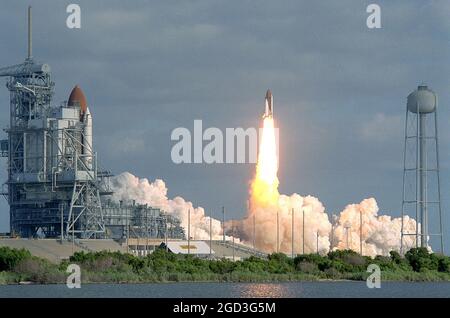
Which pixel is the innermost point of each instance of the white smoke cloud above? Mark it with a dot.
(316, 223)
(127, 187)
(381, 233)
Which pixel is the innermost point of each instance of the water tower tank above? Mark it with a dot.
(422, 100)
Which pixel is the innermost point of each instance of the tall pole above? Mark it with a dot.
(292, 238)
(223, 223)
(30, 34)
(128, 227)
(441, 230)
(62, 222)
(347, 233)
(317, 241)
(146, 230)
(232, 222)
(210, 236)
(73, 233)
(360, 232)
(165, 232)
(189, 231)
(423, 182)
(278, 233)
(254, 230)
(303, 232)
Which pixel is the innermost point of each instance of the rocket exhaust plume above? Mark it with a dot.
(269, 218)
(264, 187)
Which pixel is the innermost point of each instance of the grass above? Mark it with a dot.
(161, 266)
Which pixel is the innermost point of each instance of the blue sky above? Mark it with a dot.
(340, 89)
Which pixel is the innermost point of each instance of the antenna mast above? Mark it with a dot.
(30, 34)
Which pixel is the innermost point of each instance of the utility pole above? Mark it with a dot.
(254, 230)
(360, 232)
(347, 227)
(223, 223)
(292, 233)
(317, 241)
(210, 236)
(146, 230)
(189, 231)
(62, 222)
(73, 233)
(303, 232)
(165, 233)
(232, 222)
(278, 233)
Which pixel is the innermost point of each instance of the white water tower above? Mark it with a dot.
(421, 184)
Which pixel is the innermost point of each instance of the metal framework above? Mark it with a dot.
(421, 171)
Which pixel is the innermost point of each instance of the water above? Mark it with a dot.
(232, 290)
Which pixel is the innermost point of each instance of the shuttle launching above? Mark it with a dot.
(268, 112)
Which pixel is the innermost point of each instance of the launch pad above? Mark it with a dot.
(55, 187)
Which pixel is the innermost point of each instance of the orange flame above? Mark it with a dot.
(264, 187)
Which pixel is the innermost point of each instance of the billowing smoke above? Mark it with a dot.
(380, 234)
(128, 187)
(305, 209)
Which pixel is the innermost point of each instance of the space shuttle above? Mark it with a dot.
(268, 111)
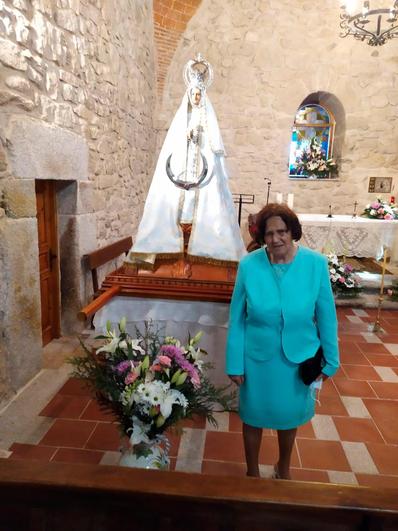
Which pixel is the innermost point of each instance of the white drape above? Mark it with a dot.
(215, 231)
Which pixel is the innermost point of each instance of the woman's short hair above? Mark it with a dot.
(283, 211)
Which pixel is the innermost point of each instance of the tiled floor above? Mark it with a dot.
(352, 439)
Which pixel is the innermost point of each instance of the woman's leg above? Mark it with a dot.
(286, 440)
(252, 441)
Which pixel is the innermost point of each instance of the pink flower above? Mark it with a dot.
(130, 378)
(164, 360)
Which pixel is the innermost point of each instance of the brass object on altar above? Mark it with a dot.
(377, 326)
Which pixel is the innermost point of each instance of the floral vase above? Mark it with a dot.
(154, 454)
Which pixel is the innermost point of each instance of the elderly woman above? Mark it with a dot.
(282, 311)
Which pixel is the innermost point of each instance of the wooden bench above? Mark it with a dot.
(104, 255)
(42, 496)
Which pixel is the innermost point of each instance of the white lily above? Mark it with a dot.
(139, 432)
(136, 347)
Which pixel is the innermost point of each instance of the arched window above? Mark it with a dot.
(311, 144)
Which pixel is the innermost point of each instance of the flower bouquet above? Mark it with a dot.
(150, 383)
(381, 209)
(312, 161)
(342, 278)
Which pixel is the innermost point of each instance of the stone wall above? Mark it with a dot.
(267, 58)
(77, 89)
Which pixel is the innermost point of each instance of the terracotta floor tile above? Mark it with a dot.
(377, 481)
(323, 455)
(306, 431)
(31, 452)
(357, 430)
(269, 452)
(361, 372)
(389, 338)
(72, 455)
(385, 457)
(385, 389)
(303, 474)
(94, 411)
(69, 433)
(354, 388)
(224, 446)
(328, 387)
(385, 415)
(353, 358)
(351, 338)
(235, 424)
(223, 468)
(331, 405)
(104, 437)
(75, 387)
(383, 360)
(65, 407)
(373, 348)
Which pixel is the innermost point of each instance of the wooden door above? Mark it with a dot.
(48, 259)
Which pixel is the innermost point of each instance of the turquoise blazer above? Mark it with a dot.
(304, 300)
:::
_WORK INSTRUCTION_: Return, without any change, the lines from the one holding "blazer above? Mark it with a dot." through the end of the listing, and only those.

_ANSWER BELOW_:
Which pixel is the innermost point of each instance of the turquoise blazer above? Mark it with a dot.
(304, 300)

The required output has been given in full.